SOURCE TEXT.
My opinion is limited to matters governed by the federal laws of the United States of America, the laws of the State of New York and the General Corporation Law of the State of Delaware.

 

 


If a Pricing Supplement relating to the offer and sale of any particular series of Citi Debt Securities is prepared and filed by the Company with the Commission on this date or a future date and the Pricing Supplement contains a reference to me and my opinion substantially in the form set forth below, I consent to the reference to me and my opinion in substantially such form:

 

“In the opinion of Karen Wang, Senior Vice President — Corporate Securities Issuance Legal of Citigroup Inc., (i) the terms of the securities offered by this pricing supplement have been duly established under the indenture and the Board of Directors (or a duly authorized committee thereof) of Citigroup Inc. has duly authorized the issuance and sale of such securities and such authorization has not been modified or rescinded; (ii) Citigroup Inc. is validly existing and in good standing under the laws of the State of Delaware; (iii) the indenture has been duly authorized, executed and delivered by Citigroup Inc.; and (iv) the execution and delivery of such indenture and of the securities offered by this pricing supplement by Citigroup Inc., and the performance by Citigroup Inc. of its obligations thereunder, are within its corporate powers and do not contravene its certificate of incorporation or bylaws or other constitutive documents. This opinion is given as of the date of this pricing supplement and is limited to the General Corporation Law of the State of Delaware.

DATASET ENTRIES.
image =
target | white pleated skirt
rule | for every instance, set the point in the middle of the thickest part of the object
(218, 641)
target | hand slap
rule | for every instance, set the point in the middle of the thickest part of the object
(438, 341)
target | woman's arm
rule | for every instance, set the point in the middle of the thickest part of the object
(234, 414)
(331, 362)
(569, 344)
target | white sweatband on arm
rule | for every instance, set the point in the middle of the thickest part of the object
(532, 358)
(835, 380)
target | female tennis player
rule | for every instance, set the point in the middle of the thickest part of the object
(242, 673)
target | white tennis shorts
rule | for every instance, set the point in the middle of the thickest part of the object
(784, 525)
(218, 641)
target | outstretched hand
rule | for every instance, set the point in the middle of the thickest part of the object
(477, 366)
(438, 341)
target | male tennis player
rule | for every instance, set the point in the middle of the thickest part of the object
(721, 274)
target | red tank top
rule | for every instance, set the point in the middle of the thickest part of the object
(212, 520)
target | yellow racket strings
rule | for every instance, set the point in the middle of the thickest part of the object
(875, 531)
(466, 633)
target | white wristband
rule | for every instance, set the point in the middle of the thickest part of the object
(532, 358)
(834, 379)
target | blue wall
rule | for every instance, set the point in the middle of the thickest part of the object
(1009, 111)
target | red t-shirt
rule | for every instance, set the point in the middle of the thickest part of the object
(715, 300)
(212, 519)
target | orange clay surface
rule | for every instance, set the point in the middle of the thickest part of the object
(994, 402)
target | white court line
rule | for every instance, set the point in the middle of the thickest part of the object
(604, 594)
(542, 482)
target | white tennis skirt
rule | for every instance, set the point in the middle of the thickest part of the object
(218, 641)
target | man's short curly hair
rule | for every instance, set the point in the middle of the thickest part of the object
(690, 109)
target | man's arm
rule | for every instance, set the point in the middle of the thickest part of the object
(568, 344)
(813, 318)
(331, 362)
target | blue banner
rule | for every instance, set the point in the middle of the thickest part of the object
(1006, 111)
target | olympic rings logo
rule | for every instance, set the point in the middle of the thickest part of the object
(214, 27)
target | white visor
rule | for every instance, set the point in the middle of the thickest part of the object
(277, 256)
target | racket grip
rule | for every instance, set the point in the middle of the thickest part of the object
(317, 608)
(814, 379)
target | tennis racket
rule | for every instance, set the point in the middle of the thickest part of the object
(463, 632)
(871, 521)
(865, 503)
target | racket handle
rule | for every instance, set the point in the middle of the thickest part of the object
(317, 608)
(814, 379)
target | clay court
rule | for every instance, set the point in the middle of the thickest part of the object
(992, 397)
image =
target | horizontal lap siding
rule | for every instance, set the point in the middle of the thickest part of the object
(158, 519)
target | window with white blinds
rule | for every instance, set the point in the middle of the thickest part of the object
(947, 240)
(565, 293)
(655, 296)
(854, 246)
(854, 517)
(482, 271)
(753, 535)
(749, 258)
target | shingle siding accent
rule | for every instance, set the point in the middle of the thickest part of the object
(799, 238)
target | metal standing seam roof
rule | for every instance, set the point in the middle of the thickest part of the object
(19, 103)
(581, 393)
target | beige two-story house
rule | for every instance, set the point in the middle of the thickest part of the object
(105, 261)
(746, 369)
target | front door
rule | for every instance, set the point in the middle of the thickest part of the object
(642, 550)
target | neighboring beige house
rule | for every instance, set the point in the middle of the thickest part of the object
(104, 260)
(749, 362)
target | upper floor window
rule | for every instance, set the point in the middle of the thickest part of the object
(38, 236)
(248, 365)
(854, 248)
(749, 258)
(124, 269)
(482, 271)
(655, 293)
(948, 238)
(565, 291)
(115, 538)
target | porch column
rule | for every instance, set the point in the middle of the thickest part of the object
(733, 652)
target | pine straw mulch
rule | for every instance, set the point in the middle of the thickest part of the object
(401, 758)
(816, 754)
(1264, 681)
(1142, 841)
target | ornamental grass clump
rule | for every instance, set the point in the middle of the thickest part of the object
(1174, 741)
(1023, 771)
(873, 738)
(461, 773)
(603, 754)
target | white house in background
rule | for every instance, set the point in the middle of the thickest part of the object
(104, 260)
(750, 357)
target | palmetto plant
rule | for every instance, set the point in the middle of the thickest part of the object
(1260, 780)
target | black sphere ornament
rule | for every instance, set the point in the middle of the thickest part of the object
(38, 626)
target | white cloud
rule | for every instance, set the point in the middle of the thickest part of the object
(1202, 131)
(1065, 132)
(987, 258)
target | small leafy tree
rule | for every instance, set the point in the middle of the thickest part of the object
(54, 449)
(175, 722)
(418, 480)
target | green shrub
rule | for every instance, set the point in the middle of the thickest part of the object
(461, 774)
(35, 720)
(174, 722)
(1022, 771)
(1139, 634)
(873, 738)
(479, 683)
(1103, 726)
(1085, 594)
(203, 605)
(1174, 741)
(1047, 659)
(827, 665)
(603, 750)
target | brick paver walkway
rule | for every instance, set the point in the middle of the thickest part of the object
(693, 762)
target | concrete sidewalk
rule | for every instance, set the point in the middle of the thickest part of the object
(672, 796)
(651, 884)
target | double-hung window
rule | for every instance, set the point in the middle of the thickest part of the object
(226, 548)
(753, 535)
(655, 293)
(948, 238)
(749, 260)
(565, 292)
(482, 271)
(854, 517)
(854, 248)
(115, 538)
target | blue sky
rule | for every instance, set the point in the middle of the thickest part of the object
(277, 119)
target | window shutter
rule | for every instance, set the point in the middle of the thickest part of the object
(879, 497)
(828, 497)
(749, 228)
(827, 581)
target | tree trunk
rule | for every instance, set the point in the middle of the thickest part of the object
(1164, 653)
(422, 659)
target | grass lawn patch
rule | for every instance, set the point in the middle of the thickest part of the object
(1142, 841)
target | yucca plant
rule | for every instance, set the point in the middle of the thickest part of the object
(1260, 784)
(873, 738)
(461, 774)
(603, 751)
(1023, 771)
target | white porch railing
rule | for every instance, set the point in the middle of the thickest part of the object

JOB.
The quoted opinion in the legal opinion is divided into points marked (i) through (iv). Briefly state what each of those points says.

THE RESPONSE.
(i) The terms of the securities offered by the pricing supplement have been duly established under the indenture. The Board of Directors of Citigroup Inc. (or a duly authorized committee of it) has duly authorized their issuance and sale, and that authorization has not been modified or rescinded.
(ii) Citigroup Inc. is validly existing and in good standing under the laws of the State of Delaware.
(iii) The indenture has been duly authorized, executed and delivered by Citigroup Inc.
(iv) The execution and delivery of the indenture and the securities by Citigroup Inc., and its performance of its obligations under them, are within its corporate powers. They do not contravene its certificate of incorporation, its bylaws or its other constitutive documents.